Document extract
|---|

There’s never been a ban, to my knowledge, against women as grand marshals. There just haven’t been that many—four, counting this year’s honoree, Kathy McGee Burns, president or former president of [fill in just about any Irish organization in Philly here}.

While we’ve had Sinn Fein members marching in the parade, the truth is, most people wouldn’t know it. Or care. We don’t usually get anyone famous, unless you count the CBS3 crew and WMMR’s Preston and Steve. The modern-day equivalents of Devlin, the Berrigans, and Behan are not clamoring to march up the Parkway for their 10 seconds of fame live on local TV. Even the delegate from the Irish government, which always sends someone to visit this time of year, isn’t marching in the parade. Tanaiste (deputy prime minister) Joan Burton is leaving the city the night before. Was it something we said? We are a humble people; most of our floats were being handmade in someone’s neighborhood last week.

|---|

Entries provided
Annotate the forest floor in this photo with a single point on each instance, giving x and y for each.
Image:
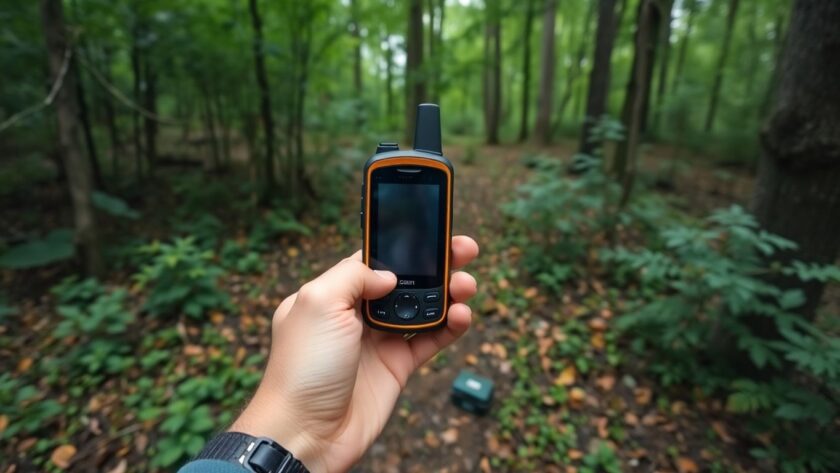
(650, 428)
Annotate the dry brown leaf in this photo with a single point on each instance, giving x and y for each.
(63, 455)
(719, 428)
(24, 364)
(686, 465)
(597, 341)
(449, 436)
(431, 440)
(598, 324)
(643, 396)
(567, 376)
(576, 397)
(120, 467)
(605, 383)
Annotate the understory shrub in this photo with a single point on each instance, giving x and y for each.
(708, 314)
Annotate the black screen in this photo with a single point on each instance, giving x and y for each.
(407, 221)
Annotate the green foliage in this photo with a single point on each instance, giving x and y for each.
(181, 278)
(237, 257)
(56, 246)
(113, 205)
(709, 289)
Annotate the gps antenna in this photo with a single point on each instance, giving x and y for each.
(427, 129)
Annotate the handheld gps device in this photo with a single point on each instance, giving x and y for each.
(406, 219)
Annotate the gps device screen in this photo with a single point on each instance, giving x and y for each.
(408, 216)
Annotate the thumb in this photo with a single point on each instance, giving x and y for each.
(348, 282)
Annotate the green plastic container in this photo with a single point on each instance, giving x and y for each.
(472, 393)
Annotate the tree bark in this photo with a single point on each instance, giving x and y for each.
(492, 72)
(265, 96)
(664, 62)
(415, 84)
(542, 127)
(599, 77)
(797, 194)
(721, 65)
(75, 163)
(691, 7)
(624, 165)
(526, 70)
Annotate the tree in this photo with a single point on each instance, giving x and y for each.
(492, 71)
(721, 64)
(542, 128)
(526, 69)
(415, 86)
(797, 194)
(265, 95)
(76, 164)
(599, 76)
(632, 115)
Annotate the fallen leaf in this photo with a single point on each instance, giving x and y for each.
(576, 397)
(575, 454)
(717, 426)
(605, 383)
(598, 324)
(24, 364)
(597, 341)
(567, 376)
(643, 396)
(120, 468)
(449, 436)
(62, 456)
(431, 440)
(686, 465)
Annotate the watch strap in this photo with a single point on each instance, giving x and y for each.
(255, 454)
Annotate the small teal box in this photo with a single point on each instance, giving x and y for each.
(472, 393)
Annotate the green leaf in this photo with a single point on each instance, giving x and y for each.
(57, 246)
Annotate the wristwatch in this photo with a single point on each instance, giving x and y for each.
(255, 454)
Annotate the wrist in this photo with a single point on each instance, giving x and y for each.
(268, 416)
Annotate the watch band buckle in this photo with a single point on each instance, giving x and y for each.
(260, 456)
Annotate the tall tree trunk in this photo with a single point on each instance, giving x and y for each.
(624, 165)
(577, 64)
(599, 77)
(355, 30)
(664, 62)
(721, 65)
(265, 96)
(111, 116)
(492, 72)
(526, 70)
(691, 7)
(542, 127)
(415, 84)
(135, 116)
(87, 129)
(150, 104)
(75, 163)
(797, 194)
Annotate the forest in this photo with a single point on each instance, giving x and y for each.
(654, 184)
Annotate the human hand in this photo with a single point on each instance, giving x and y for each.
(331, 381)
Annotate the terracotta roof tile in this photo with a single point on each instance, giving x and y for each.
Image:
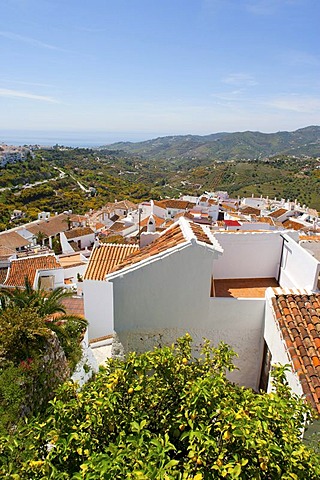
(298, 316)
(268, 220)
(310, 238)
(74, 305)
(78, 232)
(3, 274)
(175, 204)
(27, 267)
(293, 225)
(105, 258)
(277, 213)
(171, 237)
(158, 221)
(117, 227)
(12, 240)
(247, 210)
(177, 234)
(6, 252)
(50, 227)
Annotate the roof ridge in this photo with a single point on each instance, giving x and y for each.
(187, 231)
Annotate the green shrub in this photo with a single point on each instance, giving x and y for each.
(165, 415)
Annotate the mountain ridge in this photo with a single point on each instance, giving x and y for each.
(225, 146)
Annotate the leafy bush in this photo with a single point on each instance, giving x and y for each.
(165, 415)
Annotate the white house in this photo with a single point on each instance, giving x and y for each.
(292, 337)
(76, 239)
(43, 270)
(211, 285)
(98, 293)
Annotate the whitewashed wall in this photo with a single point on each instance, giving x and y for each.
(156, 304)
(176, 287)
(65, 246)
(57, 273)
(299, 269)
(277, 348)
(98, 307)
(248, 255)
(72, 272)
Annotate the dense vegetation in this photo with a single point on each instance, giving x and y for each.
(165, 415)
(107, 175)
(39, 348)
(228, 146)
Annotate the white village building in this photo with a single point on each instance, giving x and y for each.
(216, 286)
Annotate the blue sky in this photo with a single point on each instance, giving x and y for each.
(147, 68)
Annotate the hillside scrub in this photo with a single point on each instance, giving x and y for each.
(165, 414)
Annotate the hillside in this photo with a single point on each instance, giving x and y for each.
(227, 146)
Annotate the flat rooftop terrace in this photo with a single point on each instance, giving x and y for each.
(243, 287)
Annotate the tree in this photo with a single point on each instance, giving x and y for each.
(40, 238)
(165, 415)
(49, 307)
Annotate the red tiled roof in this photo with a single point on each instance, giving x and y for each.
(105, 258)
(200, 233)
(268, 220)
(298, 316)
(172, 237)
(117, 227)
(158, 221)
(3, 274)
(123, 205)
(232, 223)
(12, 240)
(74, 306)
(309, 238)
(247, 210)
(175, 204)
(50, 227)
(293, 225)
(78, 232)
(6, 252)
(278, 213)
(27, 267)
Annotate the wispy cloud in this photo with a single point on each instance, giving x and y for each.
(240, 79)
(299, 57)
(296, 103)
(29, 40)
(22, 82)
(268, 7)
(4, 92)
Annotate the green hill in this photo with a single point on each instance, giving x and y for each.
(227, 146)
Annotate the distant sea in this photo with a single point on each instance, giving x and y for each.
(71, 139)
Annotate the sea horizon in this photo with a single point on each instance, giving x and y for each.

|---|

Task set
[1] According to the parade passage, who is this year's grand marshal?
[2] Pull out the part of the parade passage between "While we’ve had" and "neighborhood last week.", inclusive, word for word.

Task results
[1] Kathy McGee Burns

[2]
While we’ve had Sinn Fein members marching in the parade, the truth is, most people wouldn’t know it. Or care. We don’t usually get anyone famous, unless you count the CBS3 crew and WMMR’s Preston and Steve. The modern-day equivalents of Devlin, the Berrigans, and Behan are not clamoring to march up the Parkway for their 10 seconds of fame live on local TV. Even the delegate from the Irish government, which always sends someone to visit this time of year, isn’t marching in the parade. Tanaiste (deputy prime minister) Joan Burton is leaving the city the night before. Was it something we said? We are a humble people; most of our floats were being handmade in someone’s neighborhood last week.